Problem requirements: Render the lines below as a JSON list of strings with one string per line and blank lines omitted, leaving out the pictures.

Materials provided:
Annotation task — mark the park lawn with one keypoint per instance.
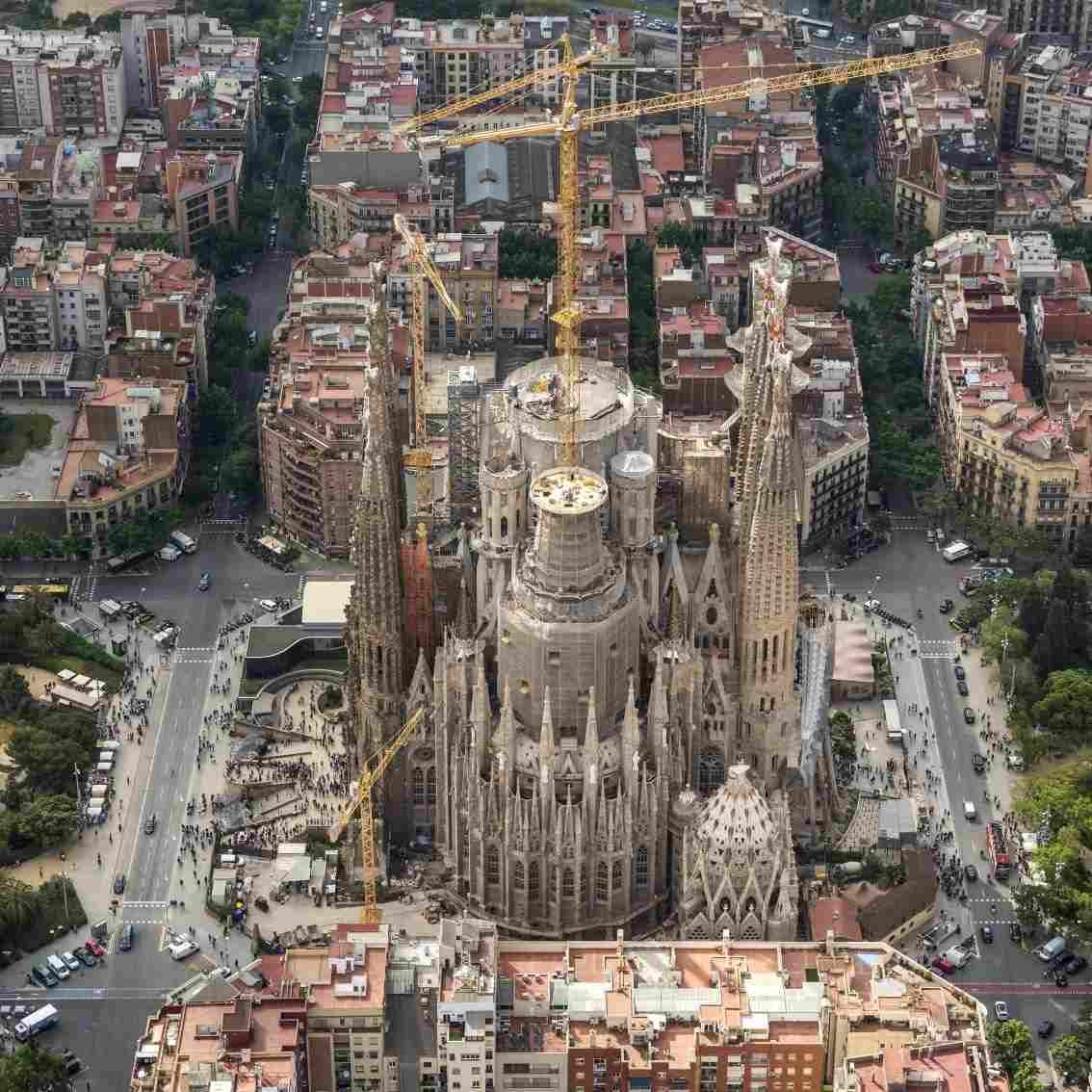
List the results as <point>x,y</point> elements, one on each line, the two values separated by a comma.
<point>21,432</point>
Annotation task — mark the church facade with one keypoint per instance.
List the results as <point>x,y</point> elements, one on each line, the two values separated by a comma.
<point>613,725</point>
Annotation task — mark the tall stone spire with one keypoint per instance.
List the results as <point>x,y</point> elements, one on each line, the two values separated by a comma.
<point>379,351</point>
<point>770,593</point>
<point>375,634</point>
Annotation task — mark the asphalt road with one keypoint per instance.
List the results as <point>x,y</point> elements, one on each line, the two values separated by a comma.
<point>906,576</point>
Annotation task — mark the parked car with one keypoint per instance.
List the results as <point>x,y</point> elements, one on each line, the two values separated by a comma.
<point>1074,966</point>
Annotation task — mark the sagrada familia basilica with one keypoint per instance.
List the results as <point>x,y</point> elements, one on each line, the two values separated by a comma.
<point>621,733</point>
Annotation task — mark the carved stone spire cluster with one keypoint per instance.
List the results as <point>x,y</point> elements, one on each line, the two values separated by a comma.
<point>375,633</point>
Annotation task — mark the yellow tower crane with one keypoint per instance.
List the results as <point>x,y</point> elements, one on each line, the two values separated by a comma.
<point>420,458</point>
<point>372,775</point>
<point>567,124</point>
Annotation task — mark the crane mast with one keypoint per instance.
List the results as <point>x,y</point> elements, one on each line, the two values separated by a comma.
<point>567,125</point>
<point>418,459</point>
<point>370,776</point>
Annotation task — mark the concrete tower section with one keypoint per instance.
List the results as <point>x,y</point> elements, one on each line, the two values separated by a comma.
<point>568,622</point>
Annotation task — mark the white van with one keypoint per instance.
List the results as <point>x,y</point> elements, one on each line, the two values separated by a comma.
<point>184,949</point>
<point>1053,947</point>
<point>57,966</point>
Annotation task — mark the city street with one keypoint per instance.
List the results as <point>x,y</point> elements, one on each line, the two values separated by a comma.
<point>906,576</point>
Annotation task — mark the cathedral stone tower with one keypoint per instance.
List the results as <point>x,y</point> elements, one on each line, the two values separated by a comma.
<point>375,630</point>
<point>592,722</point>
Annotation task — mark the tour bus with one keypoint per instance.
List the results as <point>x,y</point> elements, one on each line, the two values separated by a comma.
<point>955,551</point>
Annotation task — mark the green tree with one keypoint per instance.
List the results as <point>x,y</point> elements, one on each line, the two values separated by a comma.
<point>49,820</point>
<point>1053,650</point>
<point>1066,706</point>
<point>17,902</point>
<point>217,416</point>
<point>1001,636</point>
<point>29,1069</point>
<point>46,761</point>
<point>1072,1057</point>
<point>1010,1044</point>
<point>14,692</point>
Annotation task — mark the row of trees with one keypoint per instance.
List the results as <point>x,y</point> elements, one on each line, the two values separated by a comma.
<point>1010,1046</point>
<point>528,254</point>
<point>903,449</point>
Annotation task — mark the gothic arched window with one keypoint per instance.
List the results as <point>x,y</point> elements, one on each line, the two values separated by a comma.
<point>710,771</point>
<point>491,865</point>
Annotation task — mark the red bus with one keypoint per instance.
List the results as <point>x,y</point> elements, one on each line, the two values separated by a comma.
<point>999,850</point>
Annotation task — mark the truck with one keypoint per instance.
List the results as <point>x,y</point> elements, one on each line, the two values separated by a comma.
<point>958,955</point>
<point>36,1022</point>
<point>999,850</point>
<point>184,542</point>
<point>954,552</point>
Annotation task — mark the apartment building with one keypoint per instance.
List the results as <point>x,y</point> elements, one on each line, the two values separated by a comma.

Completed exercise:
[
  "Annotation task — mark the park lawn with one keypoint per instance.",
  "List the results as <point>x,y</point> elements, one on each line, the two values separated by a comma.",
  "<point>21,432</point>",
  "Annotation task — mark the church facade with one keypoint per instance.",
  "List the results as <point>x,y</point> elements, one on each line, the two values separated by a comma.",
  "<point>613,725</point>",
  "Annotation task — mark the tall stone spire with one keypoint per instance.",
  "List the results as <point>x,y</point> elements, one on each line, the two values separated by a comma.",
  "<point>379,351</point>",
  "<point>770,593</point>",
  "<point>375,634</point>",
  "Annotation task — mark the asphalt road with one keypoint per instance.",
  "List the results as <point>x,y</point> elements, one on each line, the two values separated by a comma.",
  "<point>906,576</point>",
  "Annotation task — mark the parked car with one keypoint per instance.",
  "List the results as <point>x,y</point> elements, one on each line, the two values separated by a comma.",
  "<point>1074,966</point>",
  "Annotation task — mark the sagrada familia basilica with one keypoint per instance.",
  "List the results as <point>x,y</point> elements, one on each line, the two values separated by a comma.",
  "<point>621,733</point>",
  "Annotation task — mark the carved stone spire cluster with one keypoint per instance.",
  "List the results as <point>x,y</point> elements, one on each line, the two values separated by a comma.",
  "<point>375,633</point>",
  "Annotation task — mark the yellow tower crane with one keypoint per instance.",
  "List the results as <point>x,y</point> elements, one on each line, the two values separated by a comma.",
  "<point>420,458</point>",
  "<point>372,775</point>",
  "<point>567,124</point>",
  "Annotation task — mark the crane mast with one keypoint per instance.",
  "List the results as <point>x,y</point> elements, one on each line, the two values separated by a comma.",
  "<point>567,125</point>",
  "<point>418,459</point>",
  "<point>370,776</point>",
  "Annotation task — mark the concrete tower section with one keypoint per instance.",
  "List the results as <point>x,y</point> elements, one on each line, the two values separated by a comma.",
  "<point>568,622</point>",
  "Annotation task — mark the white van with one keypoint per instance.",
  "List the results as <point>x,y</point> elements, one on each line, the two values separated by a comma.",
  "<point>184,949</point>",
  "<point>1053,947</point>",
  "<point>57,966</point>",
  "Annotation task — mark the city street with one keypoint per instance.",
  "List the results as <point>x,y</point> elements, one on each line, the two values separated by a comma.",
  "<point>906,576</point>",
  "Annotation task — mark the cathedral stone tower with one keypoint per instance.",
  "List the results as <point>x,y</point> elements, one on each line, the two values separated by a comma.",
  "<point>375,630</point>",
  "<point>592,722</point>",
  "Annotation task — mark the tour bus with one keypoint per instance.",
  "List the results as <point>x,y</point> elements, one on each line, the two values separated by a comma.",
  "<point>955,551</point>",
  "Annotation task — mark the green tree with one keypoint per instance.",
  "List the results as <point>x,y</point> elements, one on each line, the two values separated by a comma.",
  "<point>49,820</point>",
  "<point>1053,650</point>",
  "<point>1066,706</point>",
  "<point>17,902</point>",
  "<point>217,416</point>",
  "<point>1001,636</point>",
  "<point>29,1069</point>",
  "<point>46,761</point>",
  "<point>1072,1057</point>",
  "<point>1010,1044</point>",
  "<point>14,692</point>",
  "Annotation task — mark the row of trees with one keypoint per instance.",
  "List the results as <point>x,y</point> elements, one on each line, the two values separated by a comma.",
  "<point>1010,1046</point>",
  "<point>528,254</point>",
  "<point>903,449</point>",
  "Annotation task — mark the gothic arched window with one keypoint per instance.",
  "List the results as <point>x,y</point> elements, one on each line, the two values separated by a comma.",
  "<point>710,771</point>",
  "<point>491,865</point>",
  "Annotation task — mark the red bus with one keypoint per instance.",
  "List the results as <point>x,y</point> elements, one on each line, the two values separated by a comma.",
  "<point>999,850</point>",
  "Annotation task — mark the truck with one keypoint per instance.",
  "List the results as <point>x,y</point> elements, one on each line, the two values separated by a comma.",
  "<point>958,955</point>",
  "<point>36,1022</point>",
  "<point>999,850</point>",
  "<point>184,542</point>",
  "<point>954,552</point>",
  "Annotation task — mark the apartment building with one keypoint per instance.",
  "List the results as <point>x,y</point> elements, one on each line, the two values separated by a comma."
]